● What you should do
The expected output is an exact restatement of all the records.

(Natural language region descriptions)
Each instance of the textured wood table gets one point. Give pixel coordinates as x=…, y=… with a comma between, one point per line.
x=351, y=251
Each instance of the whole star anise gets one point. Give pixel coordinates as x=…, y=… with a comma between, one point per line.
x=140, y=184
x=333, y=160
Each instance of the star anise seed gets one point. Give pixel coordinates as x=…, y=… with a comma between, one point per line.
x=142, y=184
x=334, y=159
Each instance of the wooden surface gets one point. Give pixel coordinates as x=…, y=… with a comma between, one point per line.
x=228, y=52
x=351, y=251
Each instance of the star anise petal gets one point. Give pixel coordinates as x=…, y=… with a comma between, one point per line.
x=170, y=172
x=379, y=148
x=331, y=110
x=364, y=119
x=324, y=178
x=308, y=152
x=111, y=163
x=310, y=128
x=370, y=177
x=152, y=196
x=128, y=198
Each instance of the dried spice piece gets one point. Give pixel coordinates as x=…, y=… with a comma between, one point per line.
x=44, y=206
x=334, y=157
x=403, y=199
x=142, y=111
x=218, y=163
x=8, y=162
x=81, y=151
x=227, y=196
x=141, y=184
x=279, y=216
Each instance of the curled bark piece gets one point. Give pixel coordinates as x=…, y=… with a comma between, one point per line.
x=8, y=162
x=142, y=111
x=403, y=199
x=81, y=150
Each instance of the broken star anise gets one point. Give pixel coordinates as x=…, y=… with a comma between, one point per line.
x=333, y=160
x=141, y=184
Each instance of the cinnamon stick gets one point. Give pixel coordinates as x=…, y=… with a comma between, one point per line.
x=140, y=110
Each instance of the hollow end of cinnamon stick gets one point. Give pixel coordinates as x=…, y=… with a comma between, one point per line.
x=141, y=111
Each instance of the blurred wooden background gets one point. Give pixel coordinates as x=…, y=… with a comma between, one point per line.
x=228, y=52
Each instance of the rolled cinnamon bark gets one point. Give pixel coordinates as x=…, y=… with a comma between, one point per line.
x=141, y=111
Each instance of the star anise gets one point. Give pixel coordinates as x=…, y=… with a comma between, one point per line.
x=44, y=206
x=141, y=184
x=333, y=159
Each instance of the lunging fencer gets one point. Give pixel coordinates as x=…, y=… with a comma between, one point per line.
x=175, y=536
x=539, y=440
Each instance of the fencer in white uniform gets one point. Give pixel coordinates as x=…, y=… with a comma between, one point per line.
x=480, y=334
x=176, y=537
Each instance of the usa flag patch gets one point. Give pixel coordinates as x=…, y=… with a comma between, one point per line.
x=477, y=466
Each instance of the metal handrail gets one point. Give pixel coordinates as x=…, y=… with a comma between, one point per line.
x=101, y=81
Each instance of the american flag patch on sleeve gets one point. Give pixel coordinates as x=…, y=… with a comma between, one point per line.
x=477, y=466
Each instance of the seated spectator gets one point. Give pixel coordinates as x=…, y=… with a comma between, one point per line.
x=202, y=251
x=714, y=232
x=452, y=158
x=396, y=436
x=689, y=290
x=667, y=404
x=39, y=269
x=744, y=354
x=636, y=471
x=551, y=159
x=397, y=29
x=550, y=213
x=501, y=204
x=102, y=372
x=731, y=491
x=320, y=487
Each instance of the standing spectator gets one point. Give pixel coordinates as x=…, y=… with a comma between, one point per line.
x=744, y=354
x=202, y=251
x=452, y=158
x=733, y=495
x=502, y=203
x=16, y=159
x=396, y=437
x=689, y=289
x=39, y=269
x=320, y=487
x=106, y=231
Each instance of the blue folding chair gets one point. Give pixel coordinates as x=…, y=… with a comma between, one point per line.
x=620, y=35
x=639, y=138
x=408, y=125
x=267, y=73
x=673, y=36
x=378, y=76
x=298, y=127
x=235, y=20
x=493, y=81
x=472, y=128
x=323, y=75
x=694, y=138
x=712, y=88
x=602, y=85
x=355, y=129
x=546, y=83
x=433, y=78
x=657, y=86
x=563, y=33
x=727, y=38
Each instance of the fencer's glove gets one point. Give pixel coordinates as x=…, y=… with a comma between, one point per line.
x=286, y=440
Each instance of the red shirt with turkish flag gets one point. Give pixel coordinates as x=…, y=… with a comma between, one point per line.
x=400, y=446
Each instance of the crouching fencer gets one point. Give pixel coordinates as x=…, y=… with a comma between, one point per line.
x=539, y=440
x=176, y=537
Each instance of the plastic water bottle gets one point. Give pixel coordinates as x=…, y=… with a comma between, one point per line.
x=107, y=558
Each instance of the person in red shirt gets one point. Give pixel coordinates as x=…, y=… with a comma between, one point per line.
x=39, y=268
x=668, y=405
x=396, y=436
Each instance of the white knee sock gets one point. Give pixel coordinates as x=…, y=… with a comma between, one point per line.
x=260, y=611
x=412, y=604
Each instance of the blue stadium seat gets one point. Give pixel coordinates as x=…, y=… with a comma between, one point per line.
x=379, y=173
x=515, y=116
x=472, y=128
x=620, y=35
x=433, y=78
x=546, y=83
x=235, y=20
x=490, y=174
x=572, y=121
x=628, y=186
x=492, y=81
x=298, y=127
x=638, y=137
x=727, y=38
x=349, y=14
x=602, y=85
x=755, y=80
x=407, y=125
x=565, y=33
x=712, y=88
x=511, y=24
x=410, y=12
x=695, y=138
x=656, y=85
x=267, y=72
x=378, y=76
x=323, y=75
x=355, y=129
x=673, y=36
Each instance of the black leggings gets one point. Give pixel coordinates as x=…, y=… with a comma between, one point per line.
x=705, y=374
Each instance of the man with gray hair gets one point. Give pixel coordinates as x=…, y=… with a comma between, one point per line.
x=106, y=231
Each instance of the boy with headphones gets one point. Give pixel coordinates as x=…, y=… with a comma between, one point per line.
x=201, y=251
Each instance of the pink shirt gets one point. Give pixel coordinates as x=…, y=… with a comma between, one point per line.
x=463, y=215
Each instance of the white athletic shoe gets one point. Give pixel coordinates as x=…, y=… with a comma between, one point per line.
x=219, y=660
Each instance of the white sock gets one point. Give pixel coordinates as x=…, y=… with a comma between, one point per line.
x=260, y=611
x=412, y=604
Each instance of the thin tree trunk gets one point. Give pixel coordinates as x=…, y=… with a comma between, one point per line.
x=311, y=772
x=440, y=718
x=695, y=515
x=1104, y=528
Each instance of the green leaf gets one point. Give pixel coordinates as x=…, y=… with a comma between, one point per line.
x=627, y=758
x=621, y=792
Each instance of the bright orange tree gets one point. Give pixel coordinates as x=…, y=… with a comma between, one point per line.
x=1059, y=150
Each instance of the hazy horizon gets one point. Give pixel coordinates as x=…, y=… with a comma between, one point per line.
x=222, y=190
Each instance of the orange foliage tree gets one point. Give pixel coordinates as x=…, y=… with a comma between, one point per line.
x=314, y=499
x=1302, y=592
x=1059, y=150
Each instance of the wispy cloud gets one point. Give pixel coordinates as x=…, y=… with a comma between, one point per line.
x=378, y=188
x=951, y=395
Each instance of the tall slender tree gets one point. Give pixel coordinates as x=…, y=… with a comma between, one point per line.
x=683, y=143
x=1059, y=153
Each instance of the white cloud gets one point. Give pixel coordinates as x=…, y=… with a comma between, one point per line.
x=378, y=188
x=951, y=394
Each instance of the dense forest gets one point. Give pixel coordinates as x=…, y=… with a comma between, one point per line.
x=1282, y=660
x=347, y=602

● Solution to this task
Each instance of the textured wood table gets one point. Give pixel coordinates as x=…, y=… with a comma between, one point per line.
x=351, y=251
Each instance of the whole star anise gets one point. Give pixel coordinates as x=…, y=… with a comma between, one point per line.
x=140, y=184
x=333, y=160
Each instance of the star anise seed gets one point. Give pixel coordinates as x=…, y=… with a comma between, one point per line.
x=142, y=184
x=334, y=159
Each instance of the wooden surface gets one point. Give pixel coordinates as x=…, y=… with a comma between, one point per line.
x=228, y=52
x=351, y=251
Each instance of the star anise petal gets one point. Give pixel coordinates as x=…, y=… with a comma between, one point per line.
x=170, y=172
x=379, y=148
x=331, y=110
x=364, y=119
x=324, y=178
x=308, y=152
x=111, y=163
x=310, y=128
x=370, y=177
x=152, y=196
x=128, y=198
Each instance of the dried spice piece gets one point. Give pixel coordinates as x=…, y=… with a comma between, one point per line.
x=44, y=206
x=334, y=157
x=403, y=199
x=142, y=111
x=218, y=163
x=8, y=162
x=81, y=151
x=227, y=196
x=141, y=184
x=279, y=216
Each instance of the curled bark piece gets one point. Give pixel coordinates as x=…, y=… with a comma between, one point per line.
x=8, y=162
x=142, y=111
x=403, y=199
x=81, y=150
Each instance of the broken star anise gets one point. Give pixel coordinates as x=…, y=… with a comma between, one point per line.
x=333, y=160
x=141, y=184
Each instance of the cinnamon stick gets one point. Give pixel coordinates as x=…, y=… with a comma between, one point per line.
x=140, y=110
Each instance of the hollow end of cinnamon stick gets one point. Give pixel coordinates as x=…, y=… with a comma between, one point per line.
x=141, y=111
Each instance of the blurred wooden background gets one point. Give pixel coordinates as x=…, y=… with a comma between, one point per line.
x=228, y=52
Each instance of the rolled cinnamon bark gets one point. Give pixel coordinates as x=…, y=… with a comma between, one point per line.
x=141, y=111
Each instance of the star anise gets one point. Give pixel coordinates as x=…, y=… with a comma between, one point per line.
x=44, y=206
x=141, y=184
x=333, y=159
Each instance of the lunging fencer gets one point. Give pixel coordinates as x=…, y=… with a comma between, one point per line.
x=175, y=536
x=539, y=440
Each instance of the fencer in white uniform gets one point. Give pixel coordinates as x=…, y=… with a comma between, one point per line.
x=480, y=334
x=176, y=537
Each instance of the usa flag patch gets one point. Give pixel coordinates as x=…, y=… with a comma between, one point per line.
x=477, y=466
Each instance of the metal handrail gets one point. Give pixel coordinates as x=…, y=… with a comma between, one point per line.
x=101, y=81
Each instance of the american flag patch on sleeve gets one point. Give pixel coordinates as x=…, y=… with a comma between, one point per line.
x=477, y=466
Each instance of the seated spectator gets one point. Give pixel coordinates as x=…, y=… with a comma between, one point per line.
x=202, y=251
x=714, y=232
x=452, y=158
x=396, y=436
x=689, y=290
x=667, y=404
x=39, y=269
x=744, y=354
x=636, y=471
x=551, y=159
x=397, y=29
x=550, y=213
x=501, y=204
x=102, y=372
x=731, y=491
x=320, y=487
Each instance of the standing spectator gets one point. Give pixel coordinates as x=…, y=… with a comma between, one point per line.
x=744, y=354
x=202, y=251
x=452, y=158
x=733, y=495
x=502, y=203
x=16, y=159
x=396, y=437
x=689, y=289
x=39, y=269
x=320, y=487
x=106, y=231
Each instance of the blue folding chair gets one point. Give pixel coordinates as x=…, y=… with a comma between, one point per line.
x=620, y=35
x=639, y=138
x=408, y=125
x=267, y=73
x=673, y=36
x=378, y=76
x=298, y=127
x=235, y=20
x=493, y=81
x=472, y=128
x=323, y=75
x=694, y=138
x=712, y=88
x=602, y=85
x=355, y=129
x=546, y=83
x=433, y=78
x=657, y=86
x=563, y=33
x=727, y=38
Each instance of the fencer's glove gets one point. Give pixel coordinates as x=…, y=… with a comma between, one point per line.
x=286, y=440
Each instance of the red shirt with turkish flag gets one point. Give pixel coordinates as x=…, y=… with a comma between, one point per line.
x=400, y=446
Each instance of the crouching fencer gets one point. Give pixel coordinates as x=…, y=… with a comma between, one point per line.
x=539, y=440
x=176, y=537
Each instance of the plastic water bottle gets one point. Give pixel coordinates as x=…, y=… with a comma between, one point per line.
x=107, y=558
Each instance of the person in red shirt gets one point. Give pixel coordinates as x=…, y=… with a comma between, one point per line.
x=39, y=268
x=668, y=405
x=396, y=436
Each instance of the white knee sock gets one point. Give pixel coordinates as x=…, y=… with a comma between, one point per line.
x=260, y=611
x=412, y=604
Each instance of the blue stadium seat gets one point. Give pixel coordinates as x=…, y=… with a comma between, one point per line.
x=379, y=173
x=515, y=116
x=472, y=128
x=620, y=35
x=433, y=78
x=546, y=83
x=235, y=20
x=490, y=174
x=572, y=121
x=628, y=186
x=492, y=81
x=298, y=127
x=638, y=137
x=727, y=38
x=349, y=14
x=602, y=85
x=755, y=80
x=407, y=125
x=565, y=33
x=712, y=88
x=511, y=24
x=410, y=12
x=695, y=138
x=656, y=85
x=267, y=72
x=378, y=76
x=323, y=75
x=355, y=129
x=673, y=36
Each instance of the black leggings gets one point. Give pixel coordinates as x=…, y=… with a comma between, one point per line.
x=705, y=374
Each instance of the man with gray hair gets one point. Give pixel coordinates as x=…, y=… with a comma between, one point per line.
x=106, y=231
Each instance of the boy with headphones gets one point. Give pixel coordinates as x=…, y=… with a comma between, one point per line.
x=201, y=251
Each instance of the pink shirt gets one point. Give pixel coordinates as x=…, y=… with a comma between, one point per line.
x=463, y=215
Each instance of the white athletic shoe gets one point. Give pixel coordinates as x=…, y=… with a comma between, one point per line.
x=219, y=660
Each instance of the white sock gets one point. Give pixel coordinates as x=…, y=… with a comma between, one point per line.
x=260, y=611
x=412, y=604
Each instance of the thin tree trunk gets one point. Give pixel coordinates as x=…, y=… with a comma between, one point per line.
x=311, y=772
x=440, y=718
x=695, y=515
x=1104, y=528
Each instance of the green leaf gets one point. Give pixel coordinates as x=…, y=… with a comma between, one point per line.
x=627, y=758
x=621, y=792
Each instance of the bright orange tree gets one point. Give pixel coordinates as x=…, y=… with a comma between, one point per line.
x=1059, y=150
Each instance of the hazy horizon gets one point. Give pixel coordinates as x=…, y=… with a comma between, one point per line.
x=222, y=190
Each instance of the orange foliage tree gets one point. Give pixel coordinates as x=…, y=… with a comma between, one point per line.
x=314, y=499
x=1302, y=592
x=1059, y=150
Each instance of the wispy cloud gets one point. Give pixel coordinates as x=…, y=… with a comma between, one point per line.
x=378, y=188
x=951, y=395
Each instance of the tall slender tree gets one point. Give pixel coordinates as x=…, y=… with a comma between, one point per line.
x=683, y=143
x=1059, y=153
Each instance of the white cloud gets one point. Give pixel coordinates as x=…, y=… with a comma between, one point per line.
x=378, y=188
x=951, y=394
Each instance of the dense forest gets one point. Give pixel coordinates as x=…, y=… with a comma between, one point per line.
x=1282, y=660
x=347, y=602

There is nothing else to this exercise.